## SUPPLIED PASSAGE
****************

Run Storage Maintenance

Verify storage integrity and enforce retention policies using the scrub command.

Prerequisites

Angos installed
Access to the same configuration and storage as the running registry

Online vs Offline Operations

Angos performs garbage collection online during normal operation - unreferenced blobs are automatically cleaned up without downtime.

The scrub command is for offline maintenance tasks:

Checking and repairing data corruption
Verifying storage consistency
Enforcing retention policies
Cleaning up stale uploads

What Scrub Does

The scrub command performs various maintenance operations. Each check must be explicitly enabled:

Flag	Description
`-t, --tags`	Check and fix invalid tag references
`-m, --manifests`	Check and fix manifest inconsistencies
`-b, --blobs`	Check for orphaned or corrupted blobs
`-r, --retention`	Enforce retention policies (delete expired manifests)
`-u, --uploads <duration>`	Remove incomplete uploads older than duration
`-p, --multipart <duration>`	Cleanup orphan S3 multipart uploads older than duration
`-l, --links`	Fix links format inconsistencies
`-d, --dry-run`	Preview changes without applying them

Basic Usage

Preview Mode (Dry Run)

See what would be deleted without making changes:

./angos -c config.toml scrub -d -t -m -b -r

Run Full Cleanup

Run all checks (tags, manifests, blobs, and retention policies):

./angos -c config.toml scrub -t -m -b -r

Selective Cleanup

Run only specific checks:

# Enforce only retention policies
./angos -c config.toml scrub --retention

# Clean up orphaned blobs only
./angos -c config.toml scrub --blobs

# Remove incomplete uploads older than 1 hour
./angos -c config.toml scrub --uploads 1h

# Cleanup orphan S3 multipart uploads older than 24 hours
./angos -c config.toml scrub --multipart 24h

With Logging

RUST_LOG=info ./angos -c config.toml scrub -t -m -b -r

Scheduling

Cron (Linux/macOS)

# Daily at 3 AM - full cleanup
0 3 * * * /usr/bin/angos -c /etc/registry/config.toml scrub -t -m -b -r >> /var/log/registry-scrub.log 2>&1

# Weekly on Sunday at 2 AM
0 2 * * 0 /usr/bin/angos -c /etc/registry/config.toml scrub -t -m -b -r

Systemd Timer

Create /etc/systemd/system/registry-scrub.service:

[Unit]
Description=Registry Storage Maintenance

[Service]
Type=oneshot
ExecStart=/usr/bin/angos -c /etc/registry/config.toml scrub -t -m -b -r
Environment=RUST_LOG=info

Create /etc/systemd/system/registry-scrub.timer:

[Unit]
Description=Daily registry storage maintenance

[Timer]
OnCalendar=*-*-* 03:00:00
Persistent=true

[Install]
WantedBy=timers.target

Enable:

systemctl enable --now registry-scrub.timer

Kubernetes CronJob

apiVersion: batch/v1
kind: CronJob
metadata:
  name: registry-scrub
  namespace: registry
spec:
  schedule: "0 3 * * *"

****************

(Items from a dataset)
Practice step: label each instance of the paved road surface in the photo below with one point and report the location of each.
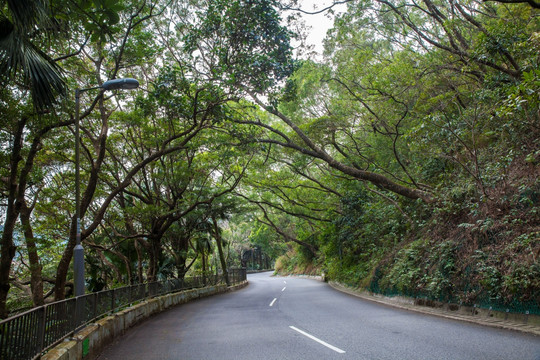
(290, 318)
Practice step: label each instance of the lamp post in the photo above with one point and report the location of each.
(78, 251)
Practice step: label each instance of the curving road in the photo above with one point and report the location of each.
(293, 318)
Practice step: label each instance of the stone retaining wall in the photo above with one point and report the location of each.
(88, 343)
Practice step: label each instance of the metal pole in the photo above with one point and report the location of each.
(78, 252)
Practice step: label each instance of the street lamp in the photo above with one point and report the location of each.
(78, 251)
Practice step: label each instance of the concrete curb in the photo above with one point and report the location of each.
(481, 316)
(87, 343)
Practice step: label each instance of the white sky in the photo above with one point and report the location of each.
(319, 23)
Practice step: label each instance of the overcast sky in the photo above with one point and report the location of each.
(319, 23)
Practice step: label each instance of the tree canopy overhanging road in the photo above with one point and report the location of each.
(294, 318)
(404, 160)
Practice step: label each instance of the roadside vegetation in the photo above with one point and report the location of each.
(405, 160)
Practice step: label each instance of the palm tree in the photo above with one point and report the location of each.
(20, 58)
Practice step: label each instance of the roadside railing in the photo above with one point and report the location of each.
(27, 335)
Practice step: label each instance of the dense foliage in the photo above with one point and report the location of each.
(406, 159)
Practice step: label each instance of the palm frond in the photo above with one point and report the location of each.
(39, 71)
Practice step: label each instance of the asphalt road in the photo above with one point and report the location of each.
(292, 318)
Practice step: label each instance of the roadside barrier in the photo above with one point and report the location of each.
(27, 335)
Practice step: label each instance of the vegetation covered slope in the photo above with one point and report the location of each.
(405, 160)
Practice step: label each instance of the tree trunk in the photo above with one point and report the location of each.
(36, 280)
(8, 248)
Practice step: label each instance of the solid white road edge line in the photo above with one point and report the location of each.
(338, 350)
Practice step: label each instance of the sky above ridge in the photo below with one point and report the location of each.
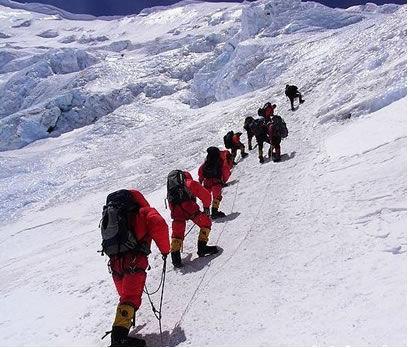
(126, 7)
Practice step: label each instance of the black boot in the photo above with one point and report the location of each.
(176, 259)
(120, 338)
(215, 214)
(203, 249)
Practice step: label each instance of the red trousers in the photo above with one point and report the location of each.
(214, 187)
(129, 276)
(187, 211)
(179, 224)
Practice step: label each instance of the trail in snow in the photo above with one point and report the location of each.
(314, 250)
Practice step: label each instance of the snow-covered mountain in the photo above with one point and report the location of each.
(315, 250)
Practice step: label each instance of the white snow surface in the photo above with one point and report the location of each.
(314, 248)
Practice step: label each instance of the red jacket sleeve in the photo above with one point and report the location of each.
(200, 192)
(158, 230)
(236, 139)
(226, 172)
(200, 174)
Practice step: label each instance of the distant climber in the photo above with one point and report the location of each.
(182, 191)
(214, 173)
(267, 111)
(292, 92)
(256, 127)
(128, 227)
(232, 141)
(276, 130)
(227, 158)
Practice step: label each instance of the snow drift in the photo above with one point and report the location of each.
(314, 249)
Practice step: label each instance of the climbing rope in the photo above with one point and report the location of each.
(158, 313)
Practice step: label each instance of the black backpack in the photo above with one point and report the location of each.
(261, 112)
(117, 236)
(258, 127)
(228, 139)
(176, 189)
(279, 127)
(212, 170)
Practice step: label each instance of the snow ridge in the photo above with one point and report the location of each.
(313, 251)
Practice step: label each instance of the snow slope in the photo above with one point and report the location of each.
(314, 250)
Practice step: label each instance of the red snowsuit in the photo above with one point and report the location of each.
(190, 210)
(214, 185)
(237, 145)
(227, 158)
(129, 269)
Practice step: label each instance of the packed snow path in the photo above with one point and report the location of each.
(314, 251)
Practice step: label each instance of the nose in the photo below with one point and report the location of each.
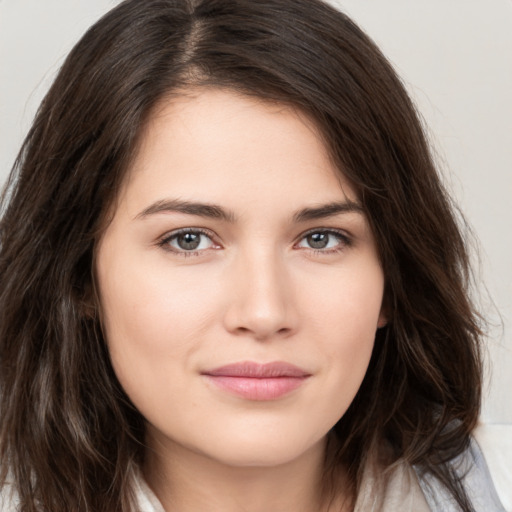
(262, 302)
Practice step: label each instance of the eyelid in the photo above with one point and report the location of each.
(164, 241)
(345, 239)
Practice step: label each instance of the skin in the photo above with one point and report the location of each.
(253, 290)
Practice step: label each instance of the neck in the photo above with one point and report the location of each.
(186, 481)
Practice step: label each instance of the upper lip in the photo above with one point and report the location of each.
(254, 370)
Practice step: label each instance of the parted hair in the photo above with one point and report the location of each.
(70, 440)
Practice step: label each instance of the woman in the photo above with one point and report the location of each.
(231, 278)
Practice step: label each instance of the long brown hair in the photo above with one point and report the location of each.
(69, 436)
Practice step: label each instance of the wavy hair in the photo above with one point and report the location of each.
(69, 436)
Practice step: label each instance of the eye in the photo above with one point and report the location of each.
(324, 241)
(187, 241)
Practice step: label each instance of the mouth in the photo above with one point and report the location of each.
(254, 381)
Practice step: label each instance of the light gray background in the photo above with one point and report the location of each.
(455, 57)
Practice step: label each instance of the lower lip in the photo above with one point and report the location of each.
(252, 388)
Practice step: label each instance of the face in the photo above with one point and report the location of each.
(239, 281)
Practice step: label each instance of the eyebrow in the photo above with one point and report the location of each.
(190, 208)
(214, 211)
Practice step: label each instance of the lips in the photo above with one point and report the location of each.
(254, 381)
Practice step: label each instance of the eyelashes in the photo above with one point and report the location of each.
(188, 242)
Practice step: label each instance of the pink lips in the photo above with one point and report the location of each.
(254, 381)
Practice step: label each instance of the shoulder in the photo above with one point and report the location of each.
(473, 473)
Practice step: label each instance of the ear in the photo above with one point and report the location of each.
(383, 316)
(383, 321)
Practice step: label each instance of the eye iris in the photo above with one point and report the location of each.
(189, 241)
(318, 240)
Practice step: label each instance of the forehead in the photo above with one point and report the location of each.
(220, 146)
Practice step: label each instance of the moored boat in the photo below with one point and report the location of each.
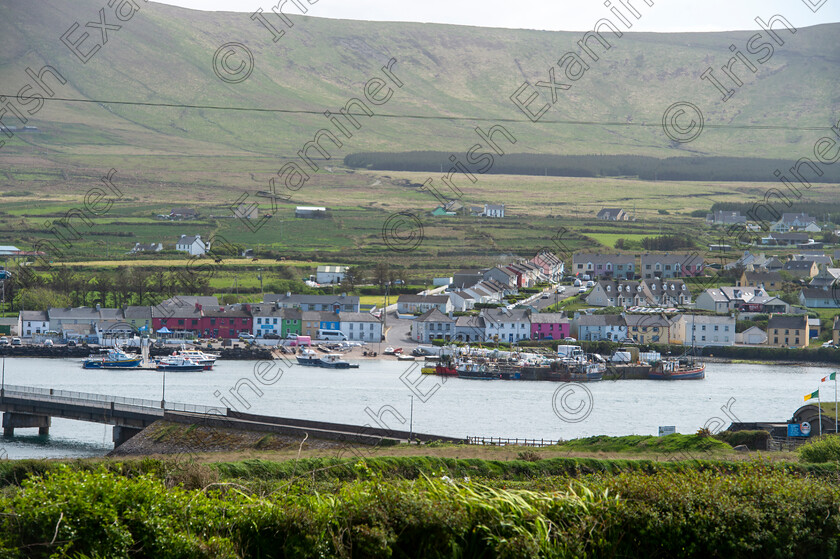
(678, 369)
(200, 357)
(177, 363)
(309, 358)
(113, 358)
(475, 371)
(334, 361)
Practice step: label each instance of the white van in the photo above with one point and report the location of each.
(332, 335)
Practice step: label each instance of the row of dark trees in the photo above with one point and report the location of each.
(718, 169)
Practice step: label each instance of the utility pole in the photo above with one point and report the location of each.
(163, 392)
(411, 421)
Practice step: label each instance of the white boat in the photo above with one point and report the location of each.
(179, 363)
(113, 358)
(310, 358)
(200, 357)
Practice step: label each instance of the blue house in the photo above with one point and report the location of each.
(330, 321)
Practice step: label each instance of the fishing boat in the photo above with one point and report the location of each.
(113, 358)
(681, 368)
(445, 370)
(178, 363)
(200, 357)
(334, 361)
(310, 358)
(475, 371)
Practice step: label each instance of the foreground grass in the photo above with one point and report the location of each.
(163, 510)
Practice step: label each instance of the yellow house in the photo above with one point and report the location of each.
(788, 331)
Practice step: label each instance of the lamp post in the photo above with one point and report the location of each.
(411, 421)
(163, 391)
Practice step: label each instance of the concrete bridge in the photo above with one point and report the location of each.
(30, 407)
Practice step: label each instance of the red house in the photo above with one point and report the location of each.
(226, 322)
(177, 318)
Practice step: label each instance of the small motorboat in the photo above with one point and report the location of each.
(334, 361)
(309, 358)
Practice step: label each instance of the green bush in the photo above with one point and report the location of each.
(754, 440)
(823, 449)
(753, 510)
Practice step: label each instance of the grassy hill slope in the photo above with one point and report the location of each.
(164, 55)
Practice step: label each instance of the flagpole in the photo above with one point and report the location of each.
(819, 410)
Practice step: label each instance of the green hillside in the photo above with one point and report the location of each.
(164, 54)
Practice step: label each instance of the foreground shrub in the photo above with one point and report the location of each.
(823, 449)
(757, 511)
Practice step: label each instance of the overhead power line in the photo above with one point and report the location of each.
(656, 124)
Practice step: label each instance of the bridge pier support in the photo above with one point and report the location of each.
(14, 420)
(123, 432)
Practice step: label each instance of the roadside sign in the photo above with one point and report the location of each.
(799, 429)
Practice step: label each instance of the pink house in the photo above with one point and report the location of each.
(549, 326)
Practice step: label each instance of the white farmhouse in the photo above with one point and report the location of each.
(192, 244)
(330, 274)
(32, 323)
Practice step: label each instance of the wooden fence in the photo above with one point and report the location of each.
(498, 441)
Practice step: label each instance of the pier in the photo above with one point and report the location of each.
(29, 407)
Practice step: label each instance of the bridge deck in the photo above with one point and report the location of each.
(140, 413)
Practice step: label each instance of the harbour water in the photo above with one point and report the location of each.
(454, 407)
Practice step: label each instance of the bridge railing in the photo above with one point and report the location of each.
(71, 395)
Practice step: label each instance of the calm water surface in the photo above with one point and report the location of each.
(455, 408)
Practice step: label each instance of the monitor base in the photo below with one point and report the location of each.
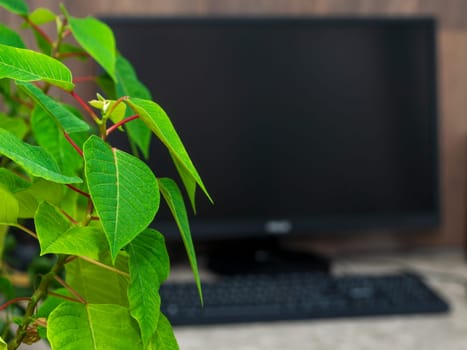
(262, 256)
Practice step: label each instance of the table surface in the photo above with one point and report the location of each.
(445, 271)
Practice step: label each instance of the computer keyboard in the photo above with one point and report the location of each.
(296, 296)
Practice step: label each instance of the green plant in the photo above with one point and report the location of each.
(90, 204)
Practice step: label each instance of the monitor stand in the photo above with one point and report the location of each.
(261, 256)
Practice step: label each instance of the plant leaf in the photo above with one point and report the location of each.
(67, 121)
(10, 37)
(188, 182)
(123, 189)
(42, 15)
(51, 302)
(33, 159)
(149, 267)
(50, 137)
(9, 208)
(74, 326)
(16, 6)
(13, 182)
(57, 235)
(158, 121)
(98, 285)
(164, 338)
(27, 65)
(128, 84)
(6, 289)
(3, 281)
(41, 190)
(174, 199)
(3, 345)
(97, 39)
(14, 125)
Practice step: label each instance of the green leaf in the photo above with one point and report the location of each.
(164, 338)
(41, 16)
(16, 126)
(66, 120)
(44, 45)
(3, 233)
(16, 6)
(28, 65)
(174, 199)
(9, 208)
(97, 39)
(128, 84)
(58, 236)
(149, 267)
(33, 159)
(158, 121)
(51, 302)
(41, 190)
(74, 326)
(188, 182)
(99, 285)
(50, 137)
(13, 182)
(123, 189)
(10, 37)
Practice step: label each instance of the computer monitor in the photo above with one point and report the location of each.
(298, 126)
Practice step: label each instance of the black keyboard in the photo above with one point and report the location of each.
(298, 296)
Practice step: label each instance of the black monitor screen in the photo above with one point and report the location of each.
(296, 125)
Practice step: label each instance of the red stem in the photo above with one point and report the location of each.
(13, 301)
(78, 191)
(120, 123)
(71, 290)
(73, 143)
(85, 106)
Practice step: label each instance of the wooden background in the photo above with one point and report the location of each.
(452, 87)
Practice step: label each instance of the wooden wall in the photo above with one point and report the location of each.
(452, 77)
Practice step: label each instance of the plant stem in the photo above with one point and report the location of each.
(25, 229)
(73, 188)
(120, 123)
(73, 143)
(38, 294)
(38, 29)
(13, 301)
(104, 266)
(71, 290)
(86, 107)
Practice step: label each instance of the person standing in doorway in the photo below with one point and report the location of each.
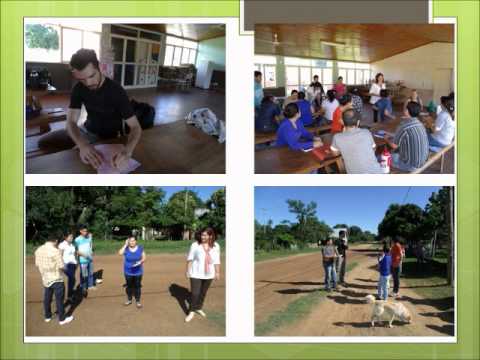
(133, 259)
(48, 260)
(203, 266)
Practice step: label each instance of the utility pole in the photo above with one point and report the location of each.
(451, 256)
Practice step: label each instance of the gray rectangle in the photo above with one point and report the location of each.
(334, 11)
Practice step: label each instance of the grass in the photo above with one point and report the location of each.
(295, 310)
(262, 255)
(109, 247)
(428, 280)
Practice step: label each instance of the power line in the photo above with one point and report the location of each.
(406, 195)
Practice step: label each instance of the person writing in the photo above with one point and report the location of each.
(133, 259)
(108, 107)
(356, 146)
(375, 93)
(293, 134)
(203, 266)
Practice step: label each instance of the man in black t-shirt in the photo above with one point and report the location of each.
(107, 106)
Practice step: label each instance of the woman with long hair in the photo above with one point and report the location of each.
(374, 93)
(203, 266)
(133, 259)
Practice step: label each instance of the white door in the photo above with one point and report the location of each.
(442, 83)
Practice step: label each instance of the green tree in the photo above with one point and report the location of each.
(41, 36)
(405, 221)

****************

## WHAT TO WORK ON
[1] Count the lines of the records that contain the string "long", treating uppercase and lowercase as different, and give only the number.
[2] Continue the storage maintenance guide from the point where it stops.
The storage maintenance guide and the records are unrelated to each other.

## OUTPUTS BY TASK
[1] 2

[2]
  concurrencyPolicy: Forbid
  successfulJobsHistoryLimit: 3
  failedJobsHistoryLimit: 3
  jobTemplate:
    spec:
      template:
        spec:
          containers:
            - name: scrub
              image: ghcr.io/project-angos/angos:latest
              args: ["-c", "/config/config.toml", "scrub", "-t", "-m", "-b", "-r"]
              env:
                - name: RUST_LOG
                  value: info
              volumeMounts:
                - name: config
                  mountPath: /config
                  readOnly: true
                - name: data
                  mountPath: /data
          volumes:
            - name: config
              configMap:
                name: registry-config
            - name: data
              persistentVolumeClaim:
                claimName: registry-data
          restartPolicy: OnFailure

Docker Compose

services:
  scrub:
    image: ghcr.io/project-angos/angos:latest
    command: ["-c", "/config/config.toml", "scrub", "-t", "-m", "-b", "-r"]
    volumes:
      - ./config:/config:ro
      - ./data:/data
    profiles:
      - maintenance

Run manually:

docker compose --profile maintenance run --rm scrub

Retention Policy Configuration

Define what to keep in config.toml:

[global]
update_pull_time = true  # Track pull times

[global.retention_policy]
rules = [
  'image.tag == "latest"',
  'image.pushed_at > now() - days(30)'
]

See Configure Retention Policies for detailed options.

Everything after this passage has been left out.